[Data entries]
========================

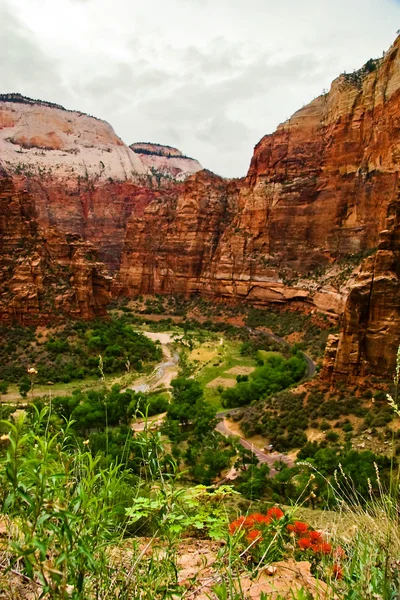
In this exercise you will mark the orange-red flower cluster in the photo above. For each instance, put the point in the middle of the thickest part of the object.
(309, 540)
(298, 528)
(251, 523)
(337, 571)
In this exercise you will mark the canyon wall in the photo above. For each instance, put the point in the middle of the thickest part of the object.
(370, 333)
(43, 272)
(317, 190)
(165, 162)
(317, 193)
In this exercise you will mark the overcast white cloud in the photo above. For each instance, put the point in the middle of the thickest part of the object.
(209, 76)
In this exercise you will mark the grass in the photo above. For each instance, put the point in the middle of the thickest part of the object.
(227, 356)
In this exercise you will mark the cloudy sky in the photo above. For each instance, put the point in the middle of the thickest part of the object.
(208, 76)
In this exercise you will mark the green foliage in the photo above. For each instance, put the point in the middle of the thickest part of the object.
(275, 375)
(3, 387)
(66, 506)
(24, 386)
(72, 353)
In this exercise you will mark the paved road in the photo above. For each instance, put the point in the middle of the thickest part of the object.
(263, 457)
(269, 458)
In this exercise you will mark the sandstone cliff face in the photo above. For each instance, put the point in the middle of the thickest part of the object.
(42, 272)
(165, 162)
(370, 334)
(38, 138)
(317, 190)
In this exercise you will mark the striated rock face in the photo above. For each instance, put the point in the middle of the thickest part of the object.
(165, 162)
(317, 192)
(43, 272)
(371, 323)
(40, 138)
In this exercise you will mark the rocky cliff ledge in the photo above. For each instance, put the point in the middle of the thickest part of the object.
(44, 273)
(370, 334)
(40, 138)
(165, 162)
(315, 198)
(317, 191)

========================

--- STATED EXERCISE ---
Nothing in the entries above should change when they are printed again, except that the pictures are dropped.

--- EXERCISE RESPONSE ---
In this exercise you will mark the orange-red flower cluster in the photo above. For each instance, put the point in the middle of the thickest part of the object.
(309, 540)
(298, 528)
(251, 523)
(337, 571)
In this exercise you will mark the canyon wall in the photo above. For each instance, put the point in the middle of the thickest part of the object.
(370, 333)
(43, 272)
(317, 190)
(165, 162)
(317, 193)
In this exercise you will mark the overcast white cloud in the photo above. For each instance, put the point in the middle of the thickest part of the object.
(209, 76)
In this exercise you will mark the grass in the photo above. For each instance, put the point in the middle of the thickest part of the object.
(227, 356)
In this exercise you will mark the cloudy sky in the photo above. For each instance, put the point in the middle of the thickest part of the object.
(208, 76)
In this exercise you will mark the green foliage in the photo above. For each instance, put the point in the middle of the thickest part of the object.
(275, 375)
(3, 387)
(66, 506)
(24, 386)
(72, 353)
In this exercise you will mark the paved road in the photo above. For each instance, put the point in the middle of the thickest part of the object.
(263, 457)
(269, 458)
In this exercise you will mark the sandstone cliff face in the photo above. For each instance, put the point in the middle of the thickest part of the object.
(42, 272)
(165, 162)
(370, 334)
(38, 138)
(317, 190)
In this exercise you will mark the striated rock face in the photo above. For each instance, put the point in the middle of the thickest part of the object.
(165, 162)
(317, 192)
(43, 272)
(371, 323)
(40, 138)
In this exercise you will mark the rocky cliff ledge in the photo above. For each instance, put the point in the middle of the thickest part of the object.
(44, 273)
(370, 334)
(40, 138)
(165, 162)
(315, 198)
(317, 191)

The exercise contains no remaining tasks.